• QUOTED PASSAGE:
○ ○ ○ ○
We wanted to break it down a bit for you and share why we were so inspired to write V I S I O while reading it.

Below are some of our favorite excerpts that did not make their way into V I S I O.

On contemplation

A particularly venerable form [of contemplation]…is religious meditation, the contemplative immersion of the self into the divine mysteries.

To contemplate means first of all to see - and not to think!

Art flowing from contemplation does not so much attempt to copy reality as rather to capture the archetypes of all that is.

Even the most intensive seeing and beholding may not yet be true contemplation. Rather, the ancient expression of the mystics applies here: ubi amor, ibi oculus - the eyes see better when guided by love; a new dimension of ‘seeing’ is opened up by love alone! And this means contemplation is visual perception prompted by loving acceptance!

On the ability to celebrate a feast

This requirement includes man’s willing acceptance of the ultimate truth, in spite of the world’s riddles, even when this truth is beheld through the veil of our own tears.

On seeing

Nobody had the patience to let the eyes adapt to the darkness.

The average person of our time loses the ability to see because there is too much to see!

The earliest statement, one hundred years before Plato, comes to us from the city of Athens, from Anaxagoras, who to the catechism-like question, ‘Why are you here on earth?’ replied, ‘To behold.’

On music

Music is one of the most amazing and mysterious phenomena of all the world’s miranda, the things that make us wonder.

Music may be nothing but a secret philosophizing of the soul.

Music opens a path into the realm of silence.

On man

Man’s being is always dynamic; man is never just ‘there.’ Man ‘is’ insofar as he ‘becomes’ - not only in his physical reality, in growing, maturing, and eventually diminishing toward the end. In his spiritual reality, too, man is constantly moving on - he is existentially ‘becoming;’ he is ‘on the way.’ For man, to ‘be’ means ‘to be on the way’ - he cannot be in any other form; man is intrinsically a pilgrim, ‘not yet arrived,’ regardless of whether he is aware of this or not, whether he accepts it or not.

There are, indeed, large areas of reality in danger of being forgotten. And, of course, it is not up to the fine arts alone to counteract this danger that threatens the entire breadth and depth of human existence. Here we somehow sense the artist’s inner relationship to the priest, who is called, above all, to keep alive the remembrance of a face that our intuition just barely perceives behind all immediate and tangible reality - the face of the God-man, bearing the marks of a shameful execution. Incidentally, none other than Goethe declared that the artist should be seen ‘as someone called to be the custodian and eager herald of an avowed sacred reality.’
○ ○ ○ ○
• SUPPLIED RECORDS:

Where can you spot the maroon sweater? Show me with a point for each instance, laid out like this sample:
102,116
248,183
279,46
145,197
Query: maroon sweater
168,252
○ ○ ○ ○
• WHAT TO WORK ON:
In the excerpts above, what did Anaxagoras answer when asked why he was on earth?

• FULL SOLUTION:
"To behold."